▶ Assignment: The response must restate the data exactly, with nothing left out.

BEGIN

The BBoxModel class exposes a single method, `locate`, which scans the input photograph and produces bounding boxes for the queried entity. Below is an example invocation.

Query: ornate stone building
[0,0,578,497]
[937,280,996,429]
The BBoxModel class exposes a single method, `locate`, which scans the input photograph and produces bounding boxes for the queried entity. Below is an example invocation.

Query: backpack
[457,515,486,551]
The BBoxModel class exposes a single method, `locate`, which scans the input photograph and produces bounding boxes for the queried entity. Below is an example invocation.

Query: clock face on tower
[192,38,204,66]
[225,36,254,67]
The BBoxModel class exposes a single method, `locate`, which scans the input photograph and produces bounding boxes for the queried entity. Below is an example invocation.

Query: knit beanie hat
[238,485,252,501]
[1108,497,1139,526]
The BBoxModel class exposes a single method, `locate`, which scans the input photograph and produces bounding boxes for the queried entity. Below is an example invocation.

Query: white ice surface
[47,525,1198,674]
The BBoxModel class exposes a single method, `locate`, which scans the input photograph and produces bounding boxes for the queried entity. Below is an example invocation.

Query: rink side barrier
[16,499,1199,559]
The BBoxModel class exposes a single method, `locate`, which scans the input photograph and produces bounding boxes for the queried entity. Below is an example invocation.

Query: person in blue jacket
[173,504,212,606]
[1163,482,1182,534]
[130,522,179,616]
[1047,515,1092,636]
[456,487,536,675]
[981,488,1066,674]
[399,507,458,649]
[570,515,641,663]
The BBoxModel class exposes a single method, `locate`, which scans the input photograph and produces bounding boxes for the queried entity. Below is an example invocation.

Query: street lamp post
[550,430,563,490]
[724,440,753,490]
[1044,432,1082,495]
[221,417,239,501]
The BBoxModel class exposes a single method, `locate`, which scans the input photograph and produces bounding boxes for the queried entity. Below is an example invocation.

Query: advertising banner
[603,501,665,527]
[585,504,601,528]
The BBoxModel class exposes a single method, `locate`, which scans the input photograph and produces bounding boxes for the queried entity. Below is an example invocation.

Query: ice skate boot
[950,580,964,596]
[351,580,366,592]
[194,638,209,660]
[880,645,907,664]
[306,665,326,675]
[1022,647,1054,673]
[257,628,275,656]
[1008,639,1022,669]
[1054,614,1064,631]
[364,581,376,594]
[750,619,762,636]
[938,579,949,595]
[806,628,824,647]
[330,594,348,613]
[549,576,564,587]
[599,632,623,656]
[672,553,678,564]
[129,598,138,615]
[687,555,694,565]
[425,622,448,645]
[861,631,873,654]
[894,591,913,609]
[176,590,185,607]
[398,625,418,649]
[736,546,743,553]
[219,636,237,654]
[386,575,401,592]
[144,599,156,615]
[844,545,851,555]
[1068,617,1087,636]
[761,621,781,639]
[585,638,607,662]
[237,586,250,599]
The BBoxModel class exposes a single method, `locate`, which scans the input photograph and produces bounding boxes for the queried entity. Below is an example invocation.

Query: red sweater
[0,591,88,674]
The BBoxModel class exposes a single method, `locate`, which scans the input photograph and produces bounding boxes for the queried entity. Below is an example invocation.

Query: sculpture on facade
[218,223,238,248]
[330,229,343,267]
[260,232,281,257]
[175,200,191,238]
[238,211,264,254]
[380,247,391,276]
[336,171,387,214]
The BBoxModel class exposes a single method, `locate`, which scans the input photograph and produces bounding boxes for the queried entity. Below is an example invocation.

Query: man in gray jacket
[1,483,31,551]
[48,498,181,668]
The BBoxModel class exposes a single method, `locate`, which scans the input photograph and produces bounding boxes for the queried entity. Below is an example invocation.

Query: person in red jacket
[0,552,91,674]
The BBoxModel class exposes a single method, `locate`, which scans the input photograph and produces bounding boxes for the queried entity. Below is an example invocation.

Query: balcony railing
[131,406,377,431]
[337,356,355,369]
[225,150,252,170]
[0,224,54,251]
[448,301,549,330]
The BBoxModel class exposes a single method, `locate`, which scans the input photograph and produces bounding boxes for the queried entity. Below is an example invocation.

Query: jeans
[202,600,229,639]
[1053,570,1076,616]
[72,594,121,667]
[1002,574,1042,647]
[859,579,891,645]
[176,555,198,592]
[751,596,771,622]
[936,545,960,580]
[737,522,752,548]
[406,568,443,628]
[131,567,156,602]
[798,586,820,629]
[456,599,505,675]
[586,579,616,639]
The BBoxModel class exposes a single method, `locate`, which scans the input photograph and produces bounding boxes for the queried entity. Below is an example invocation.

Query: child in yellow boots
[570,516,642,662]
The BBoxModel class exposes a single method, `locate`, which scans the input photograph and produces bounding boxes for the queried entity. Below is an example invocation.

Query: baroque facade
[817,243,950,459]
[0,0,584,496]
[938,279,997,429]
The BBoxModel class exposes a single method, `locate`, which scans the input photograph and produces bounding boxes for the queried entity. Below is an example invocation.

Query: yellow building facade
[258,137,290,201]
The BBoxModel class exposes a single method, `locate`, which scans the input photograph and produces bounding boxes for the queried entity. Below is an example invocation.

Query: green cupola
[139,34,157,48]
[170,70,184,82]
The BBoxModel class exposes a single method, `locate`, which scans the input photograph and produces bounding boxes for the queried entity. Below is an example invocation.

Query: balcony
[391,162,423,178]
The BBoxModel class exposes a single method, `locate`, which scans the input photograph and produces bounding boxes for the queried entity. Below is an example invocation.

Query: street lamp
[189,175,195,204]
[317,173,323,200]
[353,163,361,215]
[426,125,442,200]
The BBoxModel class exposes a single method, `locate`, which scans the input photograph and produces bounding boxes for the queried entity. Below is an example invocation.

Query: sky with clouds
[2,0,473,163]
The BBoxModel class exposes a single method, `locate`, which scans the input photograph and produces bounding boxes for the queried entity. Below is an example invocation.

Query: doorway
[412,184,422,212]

END

▶ Answer to the problem:
The BBoxModel class exposes a single method, `locate`, which scans the input photograph and produces bounding boxes for the queried entity. Below is an example invocation.

Query: ornate stone building
[0,0,578,497]
[937,280,996,429]
The BBoxModel class exposes a single method, `locate`, which scans the input photograph and produces bounding boxes for the queried entity. Below is an example invocation.

Query: backpack
[457,515,486,551]
The BBoxModel class exposes a single method, `locate`, which scans the input photograph and produces bounding boxes for the queried entity. Below is an example invocation.

Query: clock face on tower
[192,38,204,66]
[225,36,254,67]
The BBoxModel class exposes a single method, `locate`, which scans the input photograph and produces bounding boxes for the queried entity. Below is an example invocation.

Query: knit beanie hat
[238,485,252,501]
[1108,497,1139,526]
The BBoxModel class exposes a single method, `locate`, which scans the input photograph and produces bounding boxes for the queried entity. Below is an example invocation.

Query: white ice surface
[47,525,1198,674]
The BBoxModel class exposes a single method, `locate`, which scans the input photograph and produces bounding boxes for the queried entity. Below is an example invocation.

Query: rink side barrier
[16,499,1199,559]
The BBoxModel class exposes a single method, `locate`, which scans the input photograph and produces bounding boxes for the queried entity. Below is an example invocation.

Query: person in blue jacket
[173,504,212,606]
[1163,482,1182,534]
[130,522,179,616]
[1047,515,1092,636]
[456,487,536,675]
[981,488,1066,674]
[399,507,458,649]
[570,515,641,663]
The BBoxModel class exposes a single method, `locate`, which scans the input photograph and produces bounding boxes for the queried entity. Below is an example invocation.

Query: street lamp post
[550,430,563,490]
[724,440,753,490]
[1044,432,1082,495]
[221,417,239,501]
The BBoxModel class exposes a single method, `locate`, which scans the input photograph and produces bounding boxes for the queried entity. Below is an example invocation.

Query: advertising banner
[603,501,665,527]
[585,504,601,528]
The BBoxModel class exposes a single method, `locate`, which scans the input photograph and produces bounding boxes for the queried entity. Below is an example invocation.

Query: ice skate boot
[950,580,964,596]
[351,580,366,592]
[194,638,209,660]
[880,645,907,664]
[306,665,326,675]
[1022,647,1054,673]
[257,628,275,656]
[1008,639,1022,669]
[1054,614,1064,631]
[364,581,376,594]
[750,619,762,636]
[938,579,949,595]
[806,628,824,647]
[330,594,348,613]
[549,576,564,587]
[599,632,623,656]
[672,553,678,564]
[129,598,138,615]
[687,555,694,565]
[425,622,448,645]
[861,631,873,654]
[894,591,913,609]
[176,590,185,607]
[398,625,418,649]
[736,546,743,553]
[219,636,237,654]
[386,575,401,592]
[144,599,156,615]
[844,545,851,555]
[1068,617,1087,636]
[761,621,781,639]
[585,638,607,662]
[237,586,250,599]
The BBoxModel class exposes a single method, `locate`, which scans the input photograph and produces bounding boxes for the queried entity. Below is an example invocation.

Query: red sweater
[0,591,88,674]
The BBoxModel class exposes a single method, `locate`, which scans the input photograph and produces bounding boxes for the queried entity. Below is an example invocation.

Query: sculpture on facade
[218,223,238,248]
[330,229,343,267]
[260,232,281,257]
[175,200,191,238]
[238,211,264,254]
[380,247,391,276]
[336,171,387,214]
The BBoxModel class exposes a single method, `locate`, which scans the input photograph and produces bounding boxes for the queried entity. Below is an example invocation.

Query: man in gray jacket
[1,483,31,551]
[48,498,181,668]
The BBoxModel class exposes a single method, `locate`, which scans the input photograph and produces bounding boxes for the queried entity. Below is an example invocation.

Query: person in red jacket
[0,552,91,674]
The BBoxModel class exposes a single method, `locate`, which scans the input photograph and produces bounding boxes for the queried entity. Below is an example invocation.

Query: balcony railing
[131,406,377,431]
[337,356,355,369]
[225,150,252,170]
[0,224,54,251]
[448,301,549,330]
The BBoxModel class exposes a single method, `locate`, which scans the input photograph and produces bounding boxes for the queried entity. Below is an example invocation.

Query: jeans
[202,600,229,639]
[1053,570,1076,616]
[72,594,121,667]
[1002,574,1042,647]
[859,579,891,645]
[176,555,198,592]
[751,596,771,622]
[936,545,960,580]
[737,522,752,548]
[406,568,443,628]
[131,567,156,602]
[798,586,820,629]
[456,599,505,675]
[586,579,616,639]
The BBoxModel class exposes a single method, `locate`, which scans the input photograph and produces bounding boxes for the queried entity. Below is an example invocation.

Query: child in yellow boots
[570,516,642,662]
The BBoxModel class exposes a single method, `locate`, which scans the input photograph and produces bounding boxes for the queried entity. Below is an example invocation.

Query: baroque facade
[817,243,950,459]
[0,0,584,496]
[938,279,997,429]
The BBoxModel class exposes a single method, `locate`, which scans the input photograph and produces bounding boxes for the queried entity. Below is an example invocation.

Query: yellow building facade
[258,137,290,201]
The BBoxModel class exposes a single method, `locate`, which scans the input photograph and produces bounding boxes for the queried entity. Below is an example invocation.

Query: green cupola
[139,34,157,48]
[170,70,184,82]
The BBoxModel class exposes a single method, `locate`, which scans the input photograph and produces bounding boxes for the queried entity. Below is an example invocation.

Query: balcony
[391,162,423,178]
The BBoxModel class exposes a single method, `locate`, which scans the input photograph and produces bounding boxes for the queried entity. Below is an example invocation.

Query: street lamp
[189,175,195,204]
[317,173,323,200]
[353,163,361,215]
[426,125,442,200]
The BBoxModel class exposes a single method, `locate`, which scans the input photograph and produces bounding boxes for the queried entity. Below is an example invocation.

Query: sky with clouds
[2,0,473,163]
The BBoxModel class exposes a single method, `locate`, which scans the input photograph and produces bounding boxes for the queried entity. Below is an example invocation.

Query: doorway
[412,184,422,212]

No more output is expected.